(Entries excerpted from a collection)
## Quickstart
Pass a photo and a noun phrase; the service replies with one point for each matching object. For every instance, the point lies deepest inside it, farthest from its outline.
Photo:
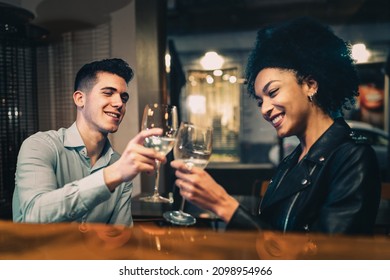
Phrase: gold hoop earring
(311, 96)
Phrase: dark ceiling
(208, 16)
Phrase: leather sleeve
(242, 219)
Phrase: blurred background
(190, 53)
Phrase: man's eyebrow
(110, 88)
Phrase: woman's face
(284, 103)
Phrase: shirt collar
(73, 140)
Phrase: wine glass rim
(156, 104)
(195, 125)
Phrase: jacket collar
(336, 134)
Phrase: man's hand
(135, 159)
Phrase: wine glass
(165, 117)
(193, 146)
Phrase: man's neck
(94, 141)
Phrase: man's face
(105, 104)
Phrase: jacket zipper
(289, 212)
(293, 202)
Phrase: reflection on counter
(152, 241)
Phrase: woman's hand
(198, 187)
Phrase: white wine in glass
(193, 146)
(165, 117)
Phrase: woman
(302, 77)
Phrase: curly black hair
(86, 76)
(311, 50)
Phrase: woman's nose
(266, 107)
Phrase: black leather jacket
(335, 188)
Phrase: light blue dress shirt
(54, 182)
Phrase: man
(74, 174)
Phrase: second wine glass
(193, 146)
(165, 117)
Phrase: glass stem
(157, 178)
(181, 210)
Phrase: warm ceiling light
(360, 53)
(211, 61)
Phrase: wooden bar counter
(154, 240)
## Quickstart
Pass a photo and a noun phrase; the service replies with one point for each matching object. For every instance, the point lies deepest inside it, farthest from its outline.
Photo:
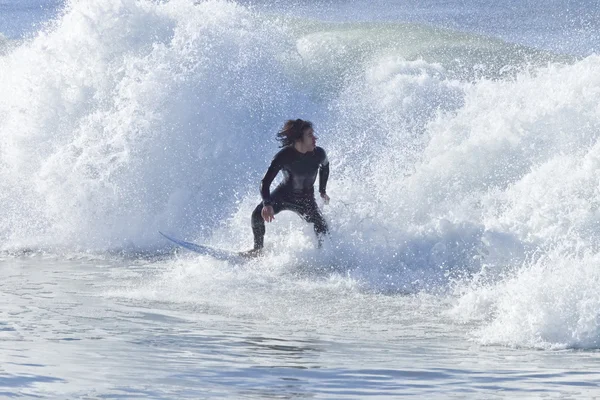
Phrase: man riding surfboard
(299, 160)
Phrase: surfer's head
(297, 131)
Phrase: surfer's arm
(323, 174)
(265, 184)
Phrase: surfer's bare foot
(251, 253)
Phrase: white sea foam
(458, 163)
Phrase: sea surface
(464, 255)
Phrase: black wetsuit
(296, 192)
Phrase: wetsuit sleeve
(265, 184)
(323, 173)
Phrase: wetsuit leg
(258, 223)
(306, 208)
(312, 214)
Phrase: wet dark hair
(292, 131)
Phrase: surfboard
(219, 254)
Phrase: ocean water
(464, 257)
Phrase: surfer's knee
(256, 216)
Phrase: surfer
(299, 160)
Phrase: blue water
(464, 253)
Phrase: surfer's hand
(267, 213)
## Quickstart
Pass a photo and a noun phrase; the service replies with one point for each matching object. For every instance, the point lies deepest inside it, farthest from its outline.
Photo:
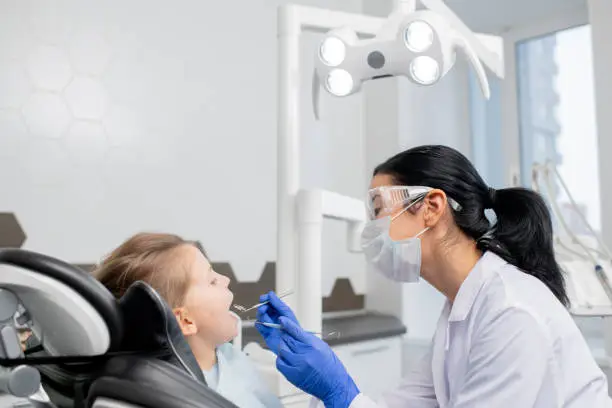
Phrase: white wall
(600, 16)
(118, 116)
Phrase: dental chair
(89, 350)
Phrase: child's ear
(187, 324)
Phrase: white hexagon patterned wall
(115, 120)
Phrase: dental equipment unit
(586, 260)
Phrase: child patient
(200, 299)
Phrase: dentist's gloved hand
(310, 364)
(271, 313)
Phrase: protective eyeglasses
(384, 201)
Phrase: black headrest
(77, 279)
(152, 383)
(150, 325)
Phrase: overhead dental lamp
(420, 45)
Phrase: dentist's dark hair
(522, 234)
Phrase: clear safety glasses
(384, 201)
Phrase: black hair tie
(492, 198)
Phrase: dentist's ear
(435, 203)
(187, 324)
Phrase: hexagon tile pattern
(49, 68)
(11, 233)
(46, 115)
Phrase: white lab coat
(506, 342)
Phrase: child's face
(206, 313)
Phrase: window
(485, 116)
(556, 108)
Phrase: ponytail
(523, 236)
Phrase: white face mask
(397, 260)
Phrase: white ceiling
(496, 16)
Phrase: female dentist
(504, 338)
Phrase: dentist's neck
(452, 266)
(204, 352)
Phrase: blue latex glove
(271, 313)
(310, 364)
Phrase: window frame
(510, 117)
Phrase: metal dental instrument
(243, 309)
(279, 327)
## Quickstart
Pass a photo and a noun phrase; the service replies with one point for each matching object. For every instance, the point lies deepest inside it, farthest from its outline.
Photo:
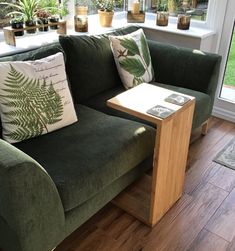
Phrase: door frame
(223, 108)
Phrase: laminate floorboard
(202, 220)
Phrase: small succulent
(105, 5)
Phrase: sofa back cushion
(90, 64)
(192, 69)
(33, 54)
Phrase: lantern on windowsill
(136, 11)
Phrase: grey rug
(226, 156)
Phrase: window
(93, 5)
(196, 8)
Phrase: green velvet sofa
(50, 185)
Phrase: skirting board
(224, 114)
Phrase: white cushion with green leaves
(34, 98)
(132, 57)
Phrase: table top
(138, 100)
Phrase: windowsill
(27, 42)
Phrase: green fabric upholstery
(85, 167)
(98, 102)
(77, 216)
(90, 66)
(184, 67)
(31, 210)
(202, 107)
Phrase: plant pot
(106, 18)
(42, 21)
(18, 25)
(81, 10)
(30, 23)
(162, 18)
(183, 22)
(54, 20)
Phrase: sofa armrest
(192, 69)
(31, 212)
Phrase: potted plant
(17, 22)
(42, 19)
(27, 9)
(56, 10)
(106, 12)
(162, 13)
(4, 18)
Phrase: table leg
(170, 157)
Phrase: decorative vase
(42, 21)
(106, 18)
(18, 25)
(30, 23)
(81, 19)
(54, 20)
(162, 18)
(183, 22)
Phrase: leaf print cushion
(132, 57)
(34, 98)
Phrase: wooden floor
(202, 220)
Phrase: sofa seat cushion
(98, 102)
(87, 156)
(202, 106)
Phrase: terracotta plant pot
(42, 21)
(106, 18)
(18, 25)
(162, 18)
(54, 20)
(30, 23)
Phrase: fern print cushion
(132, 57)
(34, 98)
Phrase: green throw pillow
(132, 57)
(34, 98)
...
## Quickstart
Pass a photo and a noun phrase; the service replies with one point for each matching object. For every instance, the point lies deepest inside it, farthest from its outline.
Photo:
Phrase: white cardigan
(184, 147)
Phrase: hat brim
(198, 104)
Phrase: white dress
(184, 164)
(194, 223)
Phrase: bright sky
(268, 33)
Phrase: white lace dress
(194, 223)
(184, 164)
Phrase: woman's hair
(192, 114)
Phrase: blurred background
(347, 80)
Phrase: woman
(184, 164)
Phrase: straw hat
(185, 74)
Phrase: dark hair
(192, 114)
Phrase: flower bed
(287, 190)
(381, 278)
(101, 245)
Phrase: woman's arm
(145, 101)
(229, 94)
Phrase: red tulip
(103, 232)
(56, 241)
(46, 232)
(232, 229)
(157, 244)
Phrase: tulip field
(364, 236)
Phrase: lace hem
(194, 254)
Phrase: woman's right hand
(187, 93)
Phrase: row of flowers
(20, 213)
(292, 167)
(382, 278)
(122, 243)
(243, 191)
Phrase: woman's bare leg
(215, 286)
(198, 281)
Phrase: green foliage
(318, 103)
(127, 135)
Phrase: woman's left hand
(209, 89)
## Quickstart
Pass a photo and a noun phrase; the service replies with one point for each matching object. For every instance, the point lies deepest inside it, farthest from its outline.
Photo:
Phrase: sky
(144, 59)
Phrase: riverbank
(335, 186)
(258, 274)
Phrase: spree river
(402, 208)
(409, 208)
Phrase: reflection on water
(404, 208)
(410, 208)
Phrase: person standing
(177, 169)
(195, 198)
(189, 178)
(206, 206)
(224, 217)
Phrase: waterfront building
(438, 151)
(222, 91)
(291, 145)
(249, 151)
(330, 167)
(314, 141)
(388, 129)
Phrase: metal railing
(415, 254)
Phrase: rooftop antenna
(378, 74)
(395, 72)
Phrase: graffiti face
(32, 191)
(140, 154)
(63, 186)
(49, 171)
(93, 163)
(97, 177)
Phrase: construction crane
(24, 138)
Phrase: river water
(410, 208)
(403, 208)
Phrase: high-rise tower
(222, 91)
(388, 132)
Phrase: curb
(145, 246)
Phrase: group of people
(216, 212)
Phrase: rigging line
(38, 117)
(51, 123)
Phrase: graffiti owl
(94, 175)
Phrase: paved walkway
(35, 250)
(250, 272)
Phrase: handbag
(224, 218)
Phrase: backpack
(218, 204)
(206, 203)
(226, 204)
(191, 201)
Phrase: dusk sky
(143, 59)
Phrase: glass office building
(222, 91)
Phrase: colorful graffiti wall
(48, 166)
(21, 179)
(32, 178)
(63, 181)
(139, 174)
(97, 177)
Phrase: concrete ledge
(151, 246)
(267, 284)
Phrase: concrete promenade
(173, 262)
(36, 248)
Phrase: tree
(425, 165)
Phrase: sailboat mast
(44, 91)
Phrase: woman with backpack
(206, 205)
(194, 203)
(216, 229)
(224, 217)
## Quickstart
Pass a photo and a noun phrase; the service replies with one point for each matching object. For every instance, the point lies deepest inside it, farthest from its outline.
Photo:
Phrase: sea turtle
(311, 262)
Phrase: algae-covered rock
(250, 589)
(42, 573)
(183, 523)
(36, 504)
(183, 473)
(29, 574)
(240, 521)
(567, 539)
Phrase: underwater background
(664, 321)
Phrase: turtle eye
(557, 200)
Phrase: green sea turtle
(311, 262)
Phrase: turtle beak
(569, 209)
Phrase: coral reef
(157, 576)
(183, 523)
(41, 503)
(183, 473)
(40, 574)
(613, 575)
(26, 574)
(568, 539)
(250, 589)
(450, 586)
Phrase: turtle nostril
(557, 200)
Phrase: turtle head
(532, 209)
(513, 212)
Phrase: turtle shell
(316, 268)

--- EXERCISE DETAILS ---
Count the lines of the entries above that contain the word "woman", and give only that number.

--- CORRECT ANSWER ---
11